STADTBIBLIOTHEK / SOMMERSZENE

25/06/14 Auch in diesem Jahr macht die Sommerszene den Stadtraum zur Bühne - und wählt für eine Produktion die Stadtbibliothek als Location: Die Norwegerin Mette Edvardsen ist dort mit „Time has fallen asleep in the afternoon sunshine“ zu Gast.

Die Zeit ist also in der Nachmittagssonne eingeschlafen – ein poetischer Titel. Mit der Aufführung sind Mette Edvardsen und ihre sechsköpfige Gruppe als eine Bibliothek der lebenden Bücher schon seit 2010 unterwegs, an unzähligen Stationen zwischen Trondheim bis Jerusalem.

Jede und jeder der Vortragenden hat ein Buch auswendig gelernt, um in einer halben Stunde Teile daraus in einem intimen Kunsterlebnis für einen Leser oder eine Leserin zu rezitieren. Eine äußerst individuelle Angelegenheit also.
Die Bühnen für die Vorträge haben keine Kulissen und keine Theatertechnik, es sind die Lesezonen oder auch die neue Panorama-Lounge in der Stadtbibliothek. Damit besticht die Inszenierung durch authentische Schlichtheit, bleibt aber trotzdem ein fragiles, vielschichtiges Wechselspiel zwischen dem Akt des Erinnerns und dem Kampf gegen das Vergessen. Durch die Unmittelbarkeit der Eins-zu-eins-Situation und lediglich mit der Kraft der Sprache wird diese Art der Lektüre zu einem zeitlosen, meditativen Ereignis, das einer viel beschworenen, aber selten praktizierten Kulturtechnik huldigt: dem Zuhören.

---

Schreiben Sie den Bericht über die Aufführung in der Stadtbibliothek im Anschluss an seinen letzten Satz weiter. Die anschließenden Datensätze sind eigenständiges Material und gehören nicht zum Text.

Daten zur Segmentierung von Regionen

---

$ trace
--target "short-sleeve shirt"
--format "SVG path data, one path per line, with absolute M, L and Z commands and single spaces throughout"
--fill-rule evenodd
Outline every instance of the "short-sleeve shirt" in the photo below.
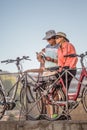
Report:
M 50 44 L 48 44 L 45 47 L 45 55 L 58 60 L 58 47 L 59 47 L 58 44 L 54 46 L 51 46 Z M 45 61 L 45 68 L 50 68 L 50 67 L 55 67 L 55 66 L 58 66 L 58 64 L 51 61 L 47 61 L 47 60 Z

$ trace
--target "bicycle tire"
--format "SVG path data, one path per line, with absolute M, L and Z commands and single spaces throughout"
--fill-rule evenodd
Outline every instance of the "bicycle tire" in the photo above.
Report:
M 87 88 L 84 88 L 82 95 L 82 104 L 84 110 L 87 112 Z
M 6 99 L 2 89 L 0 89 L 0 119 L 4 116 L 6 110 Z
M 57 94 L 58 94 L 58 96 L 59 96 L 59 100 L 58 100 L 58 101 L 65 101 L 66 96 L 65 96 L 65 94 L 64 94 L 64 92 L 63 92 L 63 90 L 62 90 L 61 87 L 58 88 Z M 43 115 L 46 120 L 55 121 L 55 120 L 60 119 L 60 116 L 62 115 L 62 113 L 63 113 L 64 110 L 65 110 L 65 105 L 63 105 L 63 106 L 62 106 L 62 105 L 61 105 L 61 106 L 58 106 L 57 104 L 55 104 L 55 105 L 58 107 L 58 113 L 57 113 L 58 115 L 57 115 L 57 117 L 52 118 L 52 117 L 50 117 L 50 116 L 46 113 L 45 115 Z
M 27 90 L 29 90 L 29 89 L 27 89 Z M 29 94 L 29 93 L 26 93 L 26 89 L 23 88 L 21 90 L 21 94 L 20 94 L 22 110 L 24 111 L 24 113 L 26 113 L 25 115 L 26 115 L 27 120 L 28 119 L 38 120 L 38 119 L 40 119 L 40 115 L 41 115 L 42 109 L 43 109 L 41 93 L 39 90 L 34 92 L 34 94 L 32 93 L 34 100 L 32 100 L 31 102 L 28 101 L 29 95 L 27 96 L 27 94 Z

---

- _Ergebnis_
Mette Edvardsen startete ihre Karriere als Tänzerin bei "Les Ballets C de la B". Seit etwa zehn Jahren entwickelt sie vermehrt eigene Projekte. Ihr künstlerisches Interesse gilt neben dem Tanz und den performativen Künsten vor allem der Literatur.

Die Inspiration für "Time has fallen asleep in the afternoon sunshine" fand sie in Ray Bradbury’s "Fahrenheit 451". In dieser Romanutopie werden Bücher systematisch verbrannt, denn sie gelten als Ursache für nicht systemkonformes Denken und eigenständiges Handeln, beides eine Gefahr für eine „perfekte“ Gesellschaft.

Und welche Bücher werden nun lebendig? Goethes „Faust“, „Loslabern“ von Rainald Goetz, „Seltsame Sterne starren zur Erde“ von Emine Sevgi Özdamar, Truman Capotes „Answered Prayers“, „Bartleby the Scrivener“ und „I am a Cat“ von Soseki Natsume. (InfoZ)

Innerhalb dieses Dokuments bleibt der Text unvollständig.